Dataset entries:
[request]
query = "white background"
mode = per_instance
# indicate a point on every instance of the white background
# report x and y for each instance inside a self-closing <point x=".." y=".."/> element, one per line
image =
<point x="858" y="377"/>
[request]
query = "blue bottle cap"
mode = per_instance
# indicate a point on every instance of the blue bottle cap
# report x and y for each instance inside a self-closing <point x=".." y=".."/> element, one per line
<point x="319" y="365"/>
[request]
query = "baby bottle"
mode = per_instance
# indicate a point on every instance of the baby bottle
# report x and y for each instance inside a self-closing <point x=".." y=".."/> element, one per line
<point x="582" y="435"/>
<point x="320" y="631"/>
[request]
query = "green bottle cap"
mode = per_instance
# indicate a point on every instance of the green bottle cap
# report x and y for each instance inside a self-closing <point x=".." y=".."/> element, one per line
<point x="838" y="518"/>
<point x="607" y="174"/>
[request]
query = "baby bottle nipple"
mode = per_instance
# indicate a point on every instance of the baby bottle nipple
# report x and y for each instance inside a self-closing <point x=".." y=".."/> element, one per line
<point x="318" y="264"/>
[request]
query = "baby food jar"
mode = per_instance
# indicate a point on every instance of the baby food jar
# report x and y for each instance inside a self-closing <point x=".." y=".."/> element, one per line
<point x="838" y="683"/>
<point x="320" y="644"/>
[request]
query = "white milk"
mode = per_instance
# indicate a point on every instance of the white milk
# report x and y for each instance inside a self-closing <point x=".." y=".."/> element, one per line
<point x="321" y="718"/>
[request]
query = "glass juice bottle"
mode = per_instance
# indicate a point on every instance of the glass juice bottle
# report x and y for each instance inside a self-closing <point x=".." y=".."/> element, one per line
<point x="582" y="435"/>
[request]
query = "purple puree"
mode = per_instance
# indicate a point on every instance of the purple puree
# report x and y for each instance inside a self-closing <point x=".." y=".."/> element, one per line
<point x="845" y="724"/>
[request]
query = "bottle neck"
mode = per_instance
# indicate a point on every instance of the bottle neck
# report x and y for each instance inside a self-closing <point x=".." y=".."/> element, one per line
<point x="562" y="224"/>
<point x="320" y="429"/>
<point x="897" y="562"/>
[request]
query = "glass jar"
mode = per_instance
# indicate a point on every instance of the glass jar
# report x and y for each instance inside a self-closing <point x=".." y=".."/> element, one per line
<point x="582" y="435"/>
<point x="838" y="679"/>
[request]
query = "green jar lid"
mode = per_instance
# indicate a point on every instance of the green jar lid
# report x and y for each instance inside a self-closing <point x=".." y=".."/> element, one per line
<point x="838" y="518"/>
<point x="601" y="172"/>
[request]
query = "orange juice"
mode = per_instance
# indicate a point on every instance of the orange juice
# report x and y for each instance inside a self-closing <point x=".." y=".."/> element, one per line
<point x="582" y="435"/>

--- Description of the task ---
Reproduce each line verbatim.

--- Finished answer ---
[request]
query = "white background"
mode = per_instance
# indicate a point on every instance of the white background
# report x and y for each instance inside a self-closing <point x=".." y=".."/> element, one per line
image =
<point x="858" y="377"/>
[request]
query = "blue bottle cap"
mode = per_instance
# indicate a point on every instance of the blue bottle cap
# report x and y for each instance inside a self-closing <point x=".." y=".."/> element, one per line
<point x="319" y="365"/>
[request]
query = "baby bottle"
mode = per_instance
# indicate a point on every instance of the baby bottle
# report x and y for each instance inside a self-closing <point x=".." y=".."/> element, one per line
<point x="582" y="435"/>
<point x="320" y="631"/>
[request]
query = "green bottle cap"
mode = per_instance
# indicate a point on every instance of the green bottle cap
# report x and y for each instance inside a self-closing <point x=".." y=".."/> element, one per line
<point x="838" y="518"/>
<point x="607" y="174"/>
[request]
query = "baby bottle nipple"
mode = per_instance
# indicate a point on every instance of the baby bottle nipple
# report x and y for each instance inside a self-closing <point x=".." y=".."/> element, one per line
<point x="318" y="264"/>
[request]
query = "baby food jar"
mode = per_instance
# indicate a point on every instance of the baby food jar
# report x and y for each instance inside a self-closing <point x=".." y=".."/> element, one per line
<point x="838" y="683"/>
<point x="320" y="644"/>
[request]
query = "white milk"
mode = per_instance
# indicate a point on every instance of the white milk
# report x and y for each instance inside a self-closing <point x=".." y=".."/> element, one per line
<point x="321" y="718"/>
[request]
query = "glass juice bottle"
mode = per_instance
# indicate a point on every instance of the glass juice bottle
# report x and y for each instance inside a self-closing <point x=".." y=".."/> element, one per line
<point x="582" y="435"/>
[request]
query = "purple puree"
mode = per_instance
# indicate a point on every instance of the purple puree
# report x and y for each instance inside a self-closing <point x=".." y=".."/> element, one per line
<point x="845" y="724"/>
[request]
query = "bottle neck"
mode = per_instance
# indicate a point on every instance of the bottle neck
# report x and y for each instance inside a self-closing <point x=".." y=".."/> element, one per line
<point x="562" y="224"/>
<point x="320" y="429"/>
<point x="897" y="562"/>
[request]
query = "glass jar"
mode = per_instance
# indicate a point on every instance of the glass jar
# report x and y for each instance inside a self-closing <point x=".." y=".."/> element, one per line
<point x="582" y="435"/>
<point x="838" y="679"/>
[request]
query = "green jar lid"
mode = per_instance
# indicate a point on every instance of the green jar lid
# report x and y for each instance inside a self-closing <point x=".." y=".."/> element, one per line
<point x="838" y="518"/>
<point x="601" y="172"/>
[request]
query = "orange juice"
mode = per_instance
# indicate a point on every instance of the orange juice
# report x and y for each instance inside a self-closing <point x=".." y=".."/> element, one per line
<point x="582" y="435"/>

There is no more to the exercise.